TASK
Extract every entry word for word.

═════ MATERIAL FOR THE TASK ═════

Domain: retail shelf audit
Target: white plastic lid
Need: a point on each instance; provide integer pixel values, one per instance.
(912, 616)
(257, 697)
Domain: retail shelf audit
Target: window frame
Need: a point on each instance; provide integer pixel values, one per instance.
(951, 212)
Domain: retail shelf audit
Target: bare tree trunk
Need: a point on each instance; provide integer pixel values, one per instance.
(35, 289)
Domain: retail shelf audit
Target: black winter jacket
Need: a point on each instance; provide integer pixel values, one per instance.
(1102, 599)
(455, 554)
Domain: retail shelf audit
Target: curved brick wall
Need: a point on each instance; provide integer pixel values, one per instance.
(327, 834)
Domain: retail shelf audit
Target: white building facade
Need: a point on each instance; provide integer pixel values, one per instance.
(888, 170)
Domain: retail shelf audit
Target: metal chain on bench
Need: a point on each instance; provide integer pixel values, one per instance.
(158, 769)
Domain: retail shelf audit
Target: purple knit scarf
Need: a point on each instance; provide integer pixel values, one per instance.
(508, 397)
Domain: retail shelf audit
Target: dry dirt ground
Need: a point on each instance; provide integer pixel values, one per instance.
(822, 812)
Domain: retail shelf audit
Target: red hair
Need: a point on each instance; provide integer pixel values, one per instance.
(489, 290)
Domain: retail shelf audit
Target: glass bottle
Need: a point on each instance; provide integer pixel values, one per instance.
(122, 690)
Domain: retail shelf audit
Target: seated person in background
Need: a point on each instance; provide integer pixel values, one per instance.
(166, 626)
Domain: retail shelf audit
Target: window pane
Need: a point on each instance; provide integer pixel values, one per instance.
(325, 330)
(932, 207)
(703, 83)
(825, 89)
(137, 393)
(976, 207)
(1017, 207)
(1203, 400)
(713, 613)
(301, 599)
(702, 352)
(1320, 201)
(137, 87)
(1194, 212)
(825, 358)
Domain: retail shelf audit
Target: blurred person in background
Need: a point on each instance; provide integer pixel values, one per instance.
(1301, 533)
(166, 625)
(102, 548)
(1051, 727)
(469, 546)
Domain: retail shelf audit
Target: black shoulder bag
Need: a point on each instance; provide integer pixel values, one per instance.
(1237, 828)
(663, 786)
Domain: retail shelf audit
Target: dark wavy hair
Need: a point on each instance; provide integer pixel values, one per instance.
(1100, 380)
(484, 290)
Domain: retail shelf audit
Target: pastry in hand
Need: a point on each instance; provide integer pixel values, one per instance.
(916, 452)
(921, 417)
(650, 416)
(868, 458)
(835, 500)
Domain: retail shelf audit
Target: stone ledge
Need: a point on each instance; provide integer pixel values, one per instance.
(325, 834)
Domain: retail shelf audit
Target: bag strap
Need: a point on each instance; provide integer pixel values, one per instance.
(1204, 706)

═════

SOLUTION TO THE EXERCISE
Domain: retail shelf audit
Target: white plastic lid
Need: a point on each instance; provide integer pixel values, one per instance.
(912, 616)
(257, 697)
Domain: retail shelf audit
Target: window frame
Need: a point on each instance; provide integer pixel values, one per instance.
(951, 212)
Domain: retail shelf audit
Target: bare tree trunk
Need: a point on each instance; provide integer pixel values, one per instance.
(35, 289)
Domain: retail shelf audit
Target: black winter jacket
Need: a point on each instance; provide integer pixel values, one per instance.
(1102, 599)
(455, 554)
Domain: retail shelf audit
Target: curved brick wall
Need: a point on each instance; provide integer pixel values, one per instance.
(327, 834)
Domain: retail shelf audit
Target: white building facade
Need: a point on each instance; provide integer pixel values, one per instance.
(888, 170)
Domain: retail shelf audit
Target: metal chain on bench
Need: a point on each instance; provide integer pixel values, one per instance.
(158, 769)
Domain: retail shelf audit
Target: purple knit scarf
Need: a point on each instance; provide integer pixel values, one per instance.
(508, 397)
Domain: retail shelf audit
Target: dry dirt ground
Need: a point on each instance; provide integer pixel values, one per instance.
(822, 812)
Domain: retail shelf audit
Target: red hair
Need: a point on each instance; provide integer pixel values, one per instance.
(489, 290)
Domain: retail shelf audit
Target: glass bottle
Need: a point on each instance; provide integer pixel values, one per instance.
(122, 690)
Domain: retail shelf audit
Target: seated person in background
Need: a point on each instance; provide integer pixel values, one per instance.
(166, 626)
Domain: retail shelf audit
Target: window pane
Need: a point on each instance; provide integer pixel values, one per instance.
(325, 330)
(932, 207)
(703, 83)
(825, 89)
(137, 393)
(976, 207)
(1017, 207)
(1203, 400)
(713, 613)
(301, 599)
(702, 352)
(1320, 201)
(137, 87)
(1194, 212)
(825, 358)
Domain: retail shelf audit
Target: blurred person in background
Need: a point on each instance; provide integer pixel values, one per instance.
(1301, 533)
(166, 625)
(102, 548)
(1051, 727)
(469, 546)
Domain: retail shelf audit
Target: black shoulder bag
Need: a point on each instance; provide integer pixel values, one per instance.
(1237, 828)
(663, 786)
Domain: retail shelf audit
Target: dark wavy hair
Need: a point on each instance; provide integer pixel values, one per instance.
(1100, 380)
(484, 290)
Domain: retail shelf audit
Target: pastry in hand
Need: a point on each instance; provide integer pixel values, one per instance.
(916, 452)
(921, 417)
(650, 416)
(868, 458)
(835, 500)
Domain: retail shelf audit
Target: stone ledge
Need: a point on each instance; provide integer pixel values, one per instance.
(325, 834)
Domain: retail shelf audit
Target: bag strap
Need: a point on each instance; provide integer pixel values, one per instance.
(1204, 706)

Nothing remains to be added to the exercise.